- Born: Chester Kukiewicz April 15, 1939 Amsterdam, New York, U.S.
- Died: January 22, 2014 (aged 74) Boston, Massachusetts, U.S.
- Education: Ithaca College
- Occupations: News anchor, reporter
- Spouse(s): Helen Wagner ​(m. 1960⁠–⁠1974)​ Natalie Jacobson (1975–2000)
- Children: 3

= Chet Curtis =

American journalist

Chet Curtis (born Chester Kukiewicz; April 15, 1939 – January 22, 2014) was an American newscaster who co-anchored with his then-wife, newscaster Natalie Jacobson. He was born in Amsterdam, New York and raised in Schenectady, New York.

__Stored data__:
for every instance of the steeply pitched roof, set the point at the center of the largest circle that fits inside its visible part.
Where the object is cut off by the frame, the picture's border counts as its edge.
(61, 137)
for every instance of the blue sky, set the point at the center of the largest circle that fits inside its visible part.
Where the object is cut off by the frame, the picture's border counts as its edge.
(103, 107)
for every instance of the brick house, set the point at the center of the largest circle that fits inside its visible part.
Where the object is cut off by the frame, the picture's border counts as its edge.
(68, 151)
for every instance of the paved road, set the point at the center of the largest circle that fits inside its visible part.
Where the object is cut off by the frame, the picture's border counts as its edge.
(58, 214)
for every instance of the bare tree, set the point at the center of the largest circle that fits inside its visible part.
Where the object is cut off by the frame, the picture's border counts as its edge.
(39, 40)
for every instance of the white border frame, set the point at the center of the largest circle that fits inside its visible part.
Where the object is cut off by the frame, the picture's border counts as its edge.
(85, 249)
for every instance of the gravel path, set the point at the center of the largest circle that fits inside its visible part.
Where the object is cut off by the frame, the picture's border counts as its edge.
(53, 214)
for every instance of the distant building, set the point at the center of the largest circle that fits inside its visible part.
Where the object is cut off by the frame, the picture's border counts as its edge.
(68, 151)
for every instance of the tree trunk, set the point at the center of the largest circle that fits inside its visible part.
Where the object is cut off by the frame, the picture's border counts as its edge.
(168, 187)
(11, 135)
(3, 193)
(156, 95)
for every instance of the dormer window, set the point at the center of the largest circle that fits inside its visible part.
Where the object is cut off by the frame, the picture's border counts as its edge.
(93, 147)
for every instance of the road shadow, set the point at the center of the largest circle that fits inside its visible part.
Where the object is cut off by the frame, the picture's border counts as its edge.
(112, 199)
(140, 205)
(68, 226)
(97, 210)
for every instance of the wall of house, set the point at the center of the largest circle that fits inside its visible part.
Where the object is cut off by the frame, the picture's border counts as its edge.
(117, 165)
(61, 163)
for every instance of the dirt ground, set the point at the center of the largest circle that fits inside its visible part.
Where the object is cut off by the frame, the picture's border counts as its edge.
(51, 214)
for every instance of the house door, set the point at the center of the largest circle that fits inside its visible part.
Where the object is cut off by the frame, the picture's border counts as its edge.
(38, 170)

__Requirement A__: In the text about Chet Curtis, in which city was he raised?
__Requirement B__: Carry on the text about Chet Curtis from where it stops.

__Answer area A__: Schenectady, New York.

__Answer area B__:
Curtis was a primetime anchor at NECN, where he anchored The Chet Curtis Report, a nightly news and interview program, and co-anchored New England Business Day. Before joining NECN in the spring of 2001, Curtis had been an anchor and reporter with WCVB-TV since its launch in 1972. For the majority of his time at WCVB, Curtis, with Jacobson, co-anchored the station's principal weekday newscasts, and was the original host of the station's award-winning Chronicle program. He began his career in Boston at the former WHDH-TV Channel 5, before that station lost its license, and ownership was handed over to Boston Broadcasters, Inc., who re-launched Channel 5 as today's WCVB. Before coming to New England, Curtis worked as an anchor and reporter at CBS television's flagship station WCBS-TV in New York City, and prior to that at WTOP-TV (now WUSA-TV), the CBS affiliate in Washington, D.C., also as an anchor and reporter.

==Personal life/death==
Curtis fathered three daughters, and lived in Quincy, Massachusetts. In late 2012, he was diagnosed with pancreatic cancer. On September 12, 2013, a frail Curtis was inducted into the Massachusetts Broadcasters Hall of Fame. He died on January 22, 2014, of pancreatic cancer, at age 74. He is buried in St. Stanislaus Cemetery, Amsterdam, NY.